• The request: Reproduce the stretch of the listing from the line containing "Spot the shallow" through the line containing "[(353, 456), (855, 621), (739, 493), (997, 287)]", requests included. Add -21 to every coordinate in the answers, and leave the sample coordinates in the requests unchanged.

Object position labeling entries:
___

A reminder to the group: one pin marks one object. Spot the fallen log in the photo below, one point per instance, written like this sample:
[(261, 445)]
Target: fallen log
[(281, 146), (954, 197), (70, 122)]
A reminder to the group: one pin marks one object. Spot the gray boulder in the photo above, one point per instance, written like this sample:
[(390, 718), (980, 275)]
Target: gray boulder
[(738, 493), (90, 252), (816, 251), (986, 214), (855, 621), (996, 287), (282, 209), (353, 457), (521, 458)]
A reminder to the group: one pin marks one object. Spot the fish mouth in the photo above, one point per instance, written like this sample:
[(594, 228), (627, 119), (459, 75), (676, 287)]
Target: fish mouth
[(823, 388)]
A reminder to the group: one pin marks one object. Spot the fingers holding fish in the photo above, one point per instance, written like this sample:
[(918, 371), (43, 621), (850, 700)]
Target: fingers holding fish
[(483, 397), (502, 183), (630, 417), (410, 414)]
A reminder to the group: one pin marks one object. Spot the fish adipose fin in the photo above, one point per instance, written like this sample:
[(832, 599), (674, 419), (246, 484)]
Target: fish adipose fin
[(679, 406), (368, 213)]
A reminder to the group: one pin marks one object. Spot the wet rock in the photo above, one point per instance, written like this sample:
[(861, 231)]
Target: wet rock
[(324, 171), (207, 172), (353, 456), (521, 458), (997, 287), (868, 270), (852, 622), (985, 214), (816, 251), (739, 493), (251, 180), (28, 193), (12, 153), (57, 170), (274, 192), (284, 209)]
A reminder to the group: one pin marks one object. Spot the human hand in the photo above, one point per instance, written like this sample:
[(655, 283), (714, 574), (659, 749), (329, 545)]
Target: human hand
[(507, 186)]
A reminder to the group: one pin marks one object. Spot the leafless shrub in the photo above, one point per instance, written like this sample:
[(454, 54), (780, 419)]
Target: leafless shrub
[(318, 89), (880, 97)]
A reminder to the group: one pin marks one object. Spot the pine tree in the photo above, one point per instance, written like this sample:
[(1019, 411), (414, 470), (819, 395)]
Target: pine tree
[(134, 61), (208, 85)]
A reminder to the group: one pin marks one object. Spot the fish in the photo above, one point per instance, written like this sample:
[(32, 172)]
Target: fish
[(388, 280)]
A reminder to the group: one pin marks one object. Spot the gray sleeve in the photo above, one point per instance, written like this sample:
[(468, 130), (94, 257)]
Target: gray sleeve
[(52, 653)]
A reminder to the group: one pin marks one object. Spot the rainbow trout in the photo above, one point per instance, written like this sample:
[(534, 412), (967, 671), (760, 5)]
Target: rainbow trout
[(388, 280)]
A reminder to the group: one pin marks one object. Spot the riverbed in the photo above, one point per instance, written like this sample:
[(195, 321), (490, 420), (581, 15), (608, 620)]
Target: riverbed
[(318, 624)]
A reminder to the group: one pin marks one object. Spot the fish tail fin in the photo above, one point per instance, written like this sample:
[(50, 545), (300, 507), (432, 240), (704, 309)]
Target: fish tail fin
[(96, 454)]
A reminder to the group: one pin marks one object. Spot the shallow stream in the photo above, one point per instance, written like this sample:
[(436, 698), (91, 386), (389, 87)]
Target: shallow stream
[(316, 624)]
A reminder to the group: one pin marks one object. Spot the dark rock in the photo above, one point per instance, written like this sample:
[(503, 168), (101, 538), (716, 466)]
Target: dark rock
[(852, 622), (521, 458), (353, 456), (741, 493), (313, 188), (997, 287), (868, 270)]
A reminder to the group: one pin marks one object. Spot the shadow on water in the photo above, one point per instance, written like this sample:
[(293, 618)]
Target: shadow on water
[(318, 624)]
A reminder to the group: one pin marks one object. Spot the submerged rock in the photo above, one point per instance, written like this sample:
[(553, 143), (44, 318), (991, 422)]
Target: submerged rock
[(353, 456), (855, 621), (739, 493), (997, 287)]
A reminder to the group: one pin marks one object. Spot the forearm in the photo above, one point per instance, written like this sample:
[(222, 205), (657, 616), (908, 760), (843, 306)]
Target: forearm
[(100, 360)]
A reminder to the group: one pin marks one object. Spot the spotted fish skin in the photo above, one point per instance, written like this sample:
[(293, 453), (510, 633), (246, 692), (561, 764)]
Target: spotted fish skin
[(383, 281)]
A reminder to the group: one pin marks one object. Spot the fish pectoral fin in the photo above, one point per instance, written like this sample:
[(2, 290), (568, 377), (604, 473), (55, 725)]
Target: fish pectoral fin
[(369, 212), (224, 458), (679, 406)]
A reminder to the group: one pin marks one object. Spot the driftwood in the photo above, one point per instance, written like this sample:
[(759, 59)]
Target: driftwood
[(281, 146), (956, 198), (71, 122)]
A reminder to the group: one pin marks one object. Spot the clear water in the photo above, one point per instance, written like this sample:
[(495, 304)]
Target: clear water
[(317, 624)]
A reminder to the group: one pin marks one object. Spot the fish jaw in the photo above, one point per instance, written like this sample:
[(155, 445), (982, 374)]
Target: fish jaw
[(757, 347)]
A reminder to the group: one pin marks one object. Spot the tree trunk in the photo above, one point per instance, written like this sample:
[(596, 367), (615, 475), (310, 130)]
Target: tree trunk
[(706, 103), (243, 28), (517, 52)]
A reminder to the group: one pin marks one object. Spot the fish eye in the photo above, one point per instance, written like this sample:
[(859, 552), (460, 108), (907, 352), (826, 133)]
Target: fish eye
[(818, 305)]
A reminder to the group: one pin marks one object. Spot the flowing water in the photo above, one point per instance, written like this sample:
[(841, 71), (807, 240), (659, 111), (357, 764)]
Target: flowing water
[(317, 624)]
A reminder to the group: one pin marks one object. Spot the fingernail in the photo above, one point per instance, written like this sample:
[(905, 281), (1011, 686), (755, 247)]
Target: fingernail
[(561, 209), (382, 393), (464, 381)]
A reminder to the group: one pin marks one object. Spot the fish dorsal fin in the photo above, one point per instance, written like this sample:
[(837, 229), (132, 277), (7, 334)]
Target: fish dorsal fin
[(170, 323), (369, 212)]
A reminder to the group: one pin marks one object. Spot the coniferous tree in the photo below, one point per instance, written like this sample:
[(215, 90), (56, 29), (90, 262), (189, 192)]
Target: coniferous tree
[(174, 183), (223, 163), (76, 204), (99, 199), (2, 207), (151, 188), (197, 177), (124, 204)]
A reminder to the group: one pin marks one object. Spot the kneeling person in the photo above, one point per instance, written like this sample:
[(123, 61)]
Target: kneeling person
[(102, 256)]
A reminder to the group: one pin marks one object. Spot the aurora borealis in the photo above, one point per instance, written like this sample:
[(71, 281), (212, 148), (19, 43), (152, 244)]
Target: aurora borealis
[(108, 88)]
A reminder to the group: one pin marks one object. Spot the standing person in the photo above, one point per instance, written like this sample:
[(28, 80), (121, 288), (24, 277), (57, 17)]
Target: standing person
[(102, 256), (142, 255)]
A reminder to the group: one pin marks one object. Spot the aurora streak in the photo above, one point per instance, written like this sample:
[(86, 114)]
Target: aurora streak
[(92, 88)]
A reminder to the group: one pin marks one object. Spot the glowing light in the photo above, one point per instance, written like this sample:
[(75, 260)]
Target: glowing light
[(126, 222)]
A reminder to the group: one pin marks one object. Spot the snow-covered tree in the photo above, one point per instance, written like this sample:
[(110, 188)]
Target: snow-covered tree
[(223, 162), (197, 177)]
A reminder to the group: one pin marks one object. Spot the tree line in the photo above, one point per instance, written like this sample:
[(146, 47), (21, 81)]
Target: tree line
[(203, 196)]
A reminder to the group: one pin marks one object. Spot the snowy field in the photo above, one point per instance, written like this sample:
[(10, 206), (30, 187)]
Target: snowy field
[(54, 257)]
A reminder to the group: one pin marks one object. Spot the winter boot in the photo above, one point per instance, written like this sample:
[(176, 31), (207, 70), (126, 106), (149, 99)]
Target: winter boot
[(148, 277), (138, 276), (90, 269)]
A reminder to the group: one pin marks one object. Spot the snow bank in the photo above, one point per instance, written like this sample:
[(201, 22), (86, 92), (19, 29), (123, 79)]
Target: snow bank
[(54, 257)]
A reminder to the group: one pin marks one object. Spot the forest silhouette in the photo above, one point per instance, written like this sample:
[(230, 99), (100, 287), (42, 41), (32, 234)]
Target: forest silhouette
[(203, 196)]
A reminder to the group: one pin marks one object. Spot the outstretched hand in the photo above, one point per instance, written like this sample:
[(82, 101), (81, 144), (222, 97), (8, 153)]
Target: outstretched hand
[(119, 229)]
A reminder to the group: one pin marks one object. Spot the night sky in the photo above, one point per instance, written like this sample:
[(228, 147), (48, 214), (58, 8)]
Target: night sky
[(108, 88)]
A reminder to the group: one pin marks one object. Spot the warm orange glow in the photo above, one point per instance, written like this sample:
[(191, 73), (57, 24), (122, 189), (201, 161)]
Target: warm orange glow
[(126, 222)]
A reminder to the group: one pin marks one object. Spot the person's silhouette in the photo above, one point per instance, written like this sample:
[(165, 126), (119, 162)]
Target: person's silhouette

___

• Exercise response:
A reminder to the group: one pin marks one object. Spot the shallow stream in the photo above, one point per instance, written like this sample:
[(436, 698), (91, 386), (389, 87)]
Target: shallow stream
[(295, 603)]
A reminder to the group: one pin marks one object. Spot the dark rock in the photo above, one point per instance, written like this sample:
[(503, 168), (101, 538), (716, 466)]
Target: dark rock
[(831, 601), (500, 437), (332, 435), (720, 472), (292, 167), (976, 266), (847, 249)]
A reminder to the group: one pin marks one object. Spot the shadow on water in the photo above, one point per instance, written like this sample:
[(293, 618)]
Target: shadow on water
[(297, 603)]
A reminder to the group: one pin marks one object. Spot the submerged rock in the photo above, one point per instance, written like this sample:
[(553, 143), (44, 318), (991, 422)]
Target: submerged rock
[(332, 435), (834, 600), (718, 472), (976, 266)]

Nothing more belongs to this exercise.